* [PASSAGE SHOWN]:

In view of the foregoing, it is an object of the disclosure to reduce an amount of change in the nip width due to thermal expansion of the elastic layer of the pressure roller.

In order to attain the above and other objects, according to one aspect, the disclosure provides a fixing device incorporated in a main body of an image forming apparatus. The fixing device includes a heater, a rotatable body configured to be heated by the heater, and a pressure roller configured to form a nip region in cooperation with the rotatable body to nip a sheet at the nip region between the pressure roller and the rotatable body. The pressure roller includes a shaft, and an elastic layer covering a peripheral surface of the shaft. The elastic layer has a thickness of at least 1 millimeter to at most 3 millimeters. The pressure roller has a peripheral surface whose hardness is in a range of at least 60 to at most 67 on the Asker C scale.

With the above configuration, when the fixing device performs thermal fixation on a sheet, an adequate nip width can be ensured without being affected too much by thermal expansion of the elastic layer of the pressure roller. Accordingly, with this configuration of the disclosure, a smaller variation can result in the nip width in response to the thermal expansion of the elastic layer of the pressure roller, thereby realizing adequate thermal fixing performance and adequate sheet conveying performance.

FIG. 1A is a schematic cross-sectional view of a fixing device according to one embodiment of the disclosure.

FIG. 1B is a partially enlarged cross-sectional view of a structure near a heater of the fixing device.

FIG. 2 is a schematic cross-sectional view of a nipping pressure changing mechanism of the fixing device in a state where a first nipping pressure is applied.

FIG. 3 is a schematic cross-sectional view of the nipping pressure changing mechanism of the fixing device in a state where a second nipping pressure is applied.

FIG. 4 is a cross-sectional view for description of a heating unit and a pressure roller of the fixing device.

FIG. 5A is a cross-sectional view illustrating a state where the heating unit and the pressure roller are separated from each other.

FIG. 5B is a cross-sectional view illustrating a state where the heating unit and the pressure roller are urged against each other to form a nip region therebetween.

FIG. 6 is a table showing evaluations and results of tests performed on examples 1-10 and comparative examples 1-3.

EMBODIMENT

Hereinafter, a fixing device 1 according to one embodiment of the present disclosure will be described with reference to accompanying drawings.

Referring to FIG. 1A, the fixing device 1 according to the embodiment is incorporated in a main body of an image forming apparatus. The fixing device 1 is configured to thermally fix a toner image on a sheet S.

The fixing device 1 includes a heating unit 2, a pressure roller 3, and a frame 4.

The heating unit 2 includes a heater 10, a holder 20, a heat conduction member 30, a stay ST, and a belt BL. The heater 10 is configured to heat the belt BL for heating the sheet S through the belt BL.

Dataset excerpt
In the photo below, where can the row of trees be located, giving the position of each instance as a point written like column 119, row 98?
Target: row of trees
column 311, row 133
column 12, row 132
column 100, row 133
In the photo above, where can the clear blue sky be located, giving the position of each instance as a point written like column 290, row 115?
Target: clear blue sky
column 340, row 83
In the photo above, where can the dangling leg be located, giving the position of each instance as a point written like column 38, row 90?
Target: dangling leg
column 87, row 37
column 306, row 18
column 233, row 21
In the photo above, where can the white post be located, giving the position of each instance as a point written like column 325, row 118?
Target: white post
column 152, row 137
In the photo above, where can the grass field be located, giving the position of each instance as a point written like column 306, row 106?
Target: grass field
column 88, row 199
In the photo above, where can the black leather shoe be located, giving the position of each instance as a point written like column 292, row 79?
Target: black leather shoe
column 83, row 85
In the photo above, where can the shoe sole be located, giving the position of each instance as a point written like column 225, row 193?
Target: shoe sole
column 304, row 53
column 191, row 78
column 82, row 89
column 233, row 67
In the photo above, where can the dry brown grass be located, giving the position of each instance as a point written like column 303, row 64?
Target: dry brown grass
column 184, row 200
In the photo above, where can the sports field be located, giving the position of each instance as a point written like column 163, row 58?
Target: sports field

* [STATED EXERCISE 1]:
Answer these questions from the fixing device passage:
(a) What thickness range is given for the elastic layer of the pressure roller?
(b) What does FIG. 6 show?
(c) What three parts make up the fixing device 1?
* [STATED EXERCISE 2]: According to the fixing device passage, what components make up the heating unit 2? List each one with its reference label.
* [STATED EXERCISE 3]: Carry on the fixing device passage from its final sentence.

* [OUTPUT 1]:
(a) At least 1 millimeter to at most 3 millimeters.
(b) A table showing evaluations and results of tests performed on examples 1-10 and comparative examples 1-3.
(c) A heating unit 2, a pressure roller 3, and a frame 4.

* [OUTPUT 2]:
- heater 10
- holder 20
- heat conduction member 30
- stay ST
- belt BL

* [OUTPUT 3]:
The heater 10 is a so-called ceramic heater. As illustrated in FIG. 1B, the heater 10 includes a substrate 11, a pair of resistance heating elements 12 mounted on the substrate 11, and a cover 13.

The substrate 11 is in a form of an elongated rectangular plate made of a ceramic material such as aluminum oxide. The substrate 11 has one surface on which the resistance heating elements 12 are formed by printing. The cover 13 covers the resistance heating elements 12. The cover 13 is made of glass, for example.

As illustrated in FIG. 1A, the holder 20 supports the heater 10. The holder 20 also has a function to guide the belt BL. The holder 20 is made of resin, for example.

The stay ST supports the holder 20. The stay ST is made of metal, for example.

The belt BL is an endless belt. The belt BL is circularly movable around the heater 10 while the belt BL is being guided by the holder 20. The belt BL has an inner peripheral surface and an outer peripheral surface. The outer peripheral surface of the belt BL is configured to contact the pressure roller 3 or the sheet S (as a target to be heated). The inner peripheral surface of the belt BL is in contact with the heater 10.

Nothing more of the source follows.